[引用原文]:
----------
1、SQOOP的简介
Apache Sqoop是在Hadoop生态体系和RDBMS体系(关系型数据库管理系统)之间传送数据的一种工具。
2、SQOOP安装及使用
SQOOP安装
1、上传并解压
tar -zxvf sqoop-1.4.7.bin__hadoop-2.6.0.tar.gz -C /usr/local/soft/
2、修改文件夹名字
mv sqoop-1.4.7.bin__hadoop-2.6.0/ sqoop-1.4.7
3、修改配置文件
# 切换到sqoop配置文件目录
cd /usr/local/soft/sqoop-1.4.7/conf
# 复制配置文件并重命名
cp sqoop-env-template.sh sqoop-env.sh
# vim sqoop-env.sh 编辑配置文件,并加入以下内容
export HADOOP_COMMON_HOME=/usr/local/soft/hadoop-2.7.6
export HADOOP_MAPRED_HOME=/usr/local/soft/hadoop-2.7.6
export HBASE_HOME=/usr/local/soft/hbase-1.4.6
export HIVE_HOME=/usr/local/soft/hive-1.2.1
export ZOOCFGDIR=/usr/local/soft/zookeeper-3.4.6/conf
export ZOOKEEPER_HOME=/usr/local/soft/zookeeper-3.4.6
# 切换到bin目录
cd /usr/local/soft/sqoop-1.4.7/bin
# vim configure-sqoop 修改配置文件,注释掉没用的内容(就是为了去掉警告信息)
4、修改环境变量
vim /etc/profile
# 将sqoop的目录加入环境变量
#SQOOP_HOME
export SQOOP_HOME=/usr/local/soft/sqoop-1.4.7
export PATH=$PATH:$SQOOP_HOME/bin
source /etc/profile
5、添加MySQL连接驱动
# 从HIVE中复制MySQL连接驱动到$SQOOP_HOME/lib
cp /usr/local/soft/hive-1.2.1/lib/mysql-connector-java-5.1.49.jar /usr/local/soft/sqoop-1.4.7/lib/
6、测试
# 打印sqoop版本
sqoop version
# 测试MySQL连通性
sqoop list-databases -connect jdbc:mysql://master:3306?useSSL=false -username root -password 123456
输出
22/04/18 19:46:49 INFO sqoop.Sqoop: Running Sqoop version: 1.4.7
22/04/18 19:46:49 WARN tool.BaseSqoopTool: Setting your password on the command-line is insecure. Consider using -P instead.
22/04/18 19:46:50 INFO manager.MySQLManager: Preparing to use a MySQL streaming resultset.
----------
[任务要求 1]:
在Sqoop安装教程里,MySQL连接驱动是从哪个目录复制到Sqoop的lib目录的?
[任务要求 2]:
列出Sqoop安装教程中在sqoop-env.sh里用export设置的全部变量名。
[任务要求 3]:
从Sqoop安装教程的最后一行之后接着往下续写。

[所给数据]:
----------
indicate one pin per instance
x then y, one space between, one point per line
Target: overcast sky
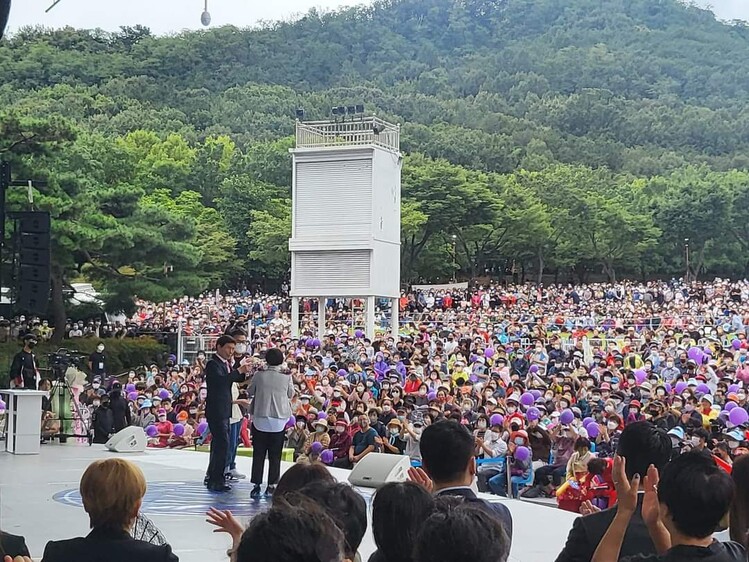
----------
[最终结果 1]:
从/usr/local/soft/hive-1.2.1/lib/目录复制。

[最终结果 2]:
HADOOP_COMMON_HOME、HADOOP_MAPRED_HOME、HBASE_HOME、HIVE_HOME、ZOOCFGDIR、ZOOKEEPER_HOME

[最终结果 3]:
information_schema
hive
mysql
performance_schema
shujia
spider
sys
准备MySQL数据
登录MySQL数据库
mysql -u root -p123456;
创建student数据库
create database student;
切换数据库并导入数据
# mysql shell中执行
use student;
source /root/student.sql;
source /root/score.sql;
另外一种导入数据的方式
# linux shell中执行
mysql -u root -p123456 student</root/student.sql
mysql -u root -p123456 student</root/score.sql
使用Navicat运行SQL文件
也可以通过Navicat导入
右键student,点击运行SQL文件,文件...找到对应的文件,点击打开,点击开始,最后刷新表。
导出MySQL数据库
mysqldump -u root -p123456 数据库名>任意一个文件名.sql
import
从传统的关系型数据库导入HDFS、HIVE、HBASE…
MySQLToHDFS
编写脚本,保存为MySQLToHDFS.conf
import
--connect
jdbc:mysql://master:3306/student?useSSL=false
--username
root
--password
123456
--table
student
--m
2
--split-by
age
--target-dir
/sqoop/data/student1
--fields-terminated-by
','
执行脚本
sqoop --options-file MySQLToHDFS.conf
注意事项:
1、–m 表示指定生成多少个Map任务,不是越多越好,因为MySQL Server的承载能力有限
2、当指定的Map任务数>1,那么需要结合--split-by
参数,指定分割键,以确定每个map任务到底读取哪一部分数据,最好指定数值型的列,最好指定主键(或者分布均匀的列=>避免每个map任务处理的数据量差别过大)
3、如果指定的分割键数据分布不均,可能导致数据倾斜问题
4、分割的键最好指定数值型的,而且字段的类型为int、bigint这样的数值型
5、编写脚本的时候,注意:例如:--username
参数,参数值不能和参数名同一行
--username root // 错误的
// 应该分成两行
--username
root
6、运行的时候会报错InterruptedException,hadoop2.7.6自带的问题,忽略即可
21/01/25 14:32:32 WARN hdfs.DFSClient: Caught exception
java.lang.InterruptedException
at java.lang.Object.wait(Native Method)
at java.lang.Thread.join(Thread.java:1252)
at java.lang.Thread.join(Thread.java:1326)
at org.apache.hadoop.hdfs.DFSOutputStream$DataStreamer.closeResponder(DFSOutputStream.java:716)
at org.apache.hadoop.hdfs.DFSOutputStream$DataStreamer.endBlock(DFSOutputStream.java:476)
at org.apache.hadoop.hdfs.DFSOutputStream$DataStreamer.run(DFSOutputStream.java:652)
7、实际上sqoop在读取mysql数据的时候,用的是JDBC的方式,所以当数据量大的时候,效率不是很高
8、sqoop底层通过MapReduce完成数据导入导出,只需要Map任务,不需要Reduce任务
9、每个Map任务会生成一个文件
MySQLToHive
先会将MySQL的数据导出来并在HDFS上找个目录临时存放,默认为:/user/用户名/表名
然后再将数据加载到Hive中,加载完成后,会将临时存放的目录删除
编写脚本,并保存为MySQLToHIVE.conf文件
import
--connect
jdbc:mysql://master:3306/student?useSSL=false
--username
root
--password
123456
--table
score
--fields-terminated-by
"\t"
--lines-terminated-by
"\n"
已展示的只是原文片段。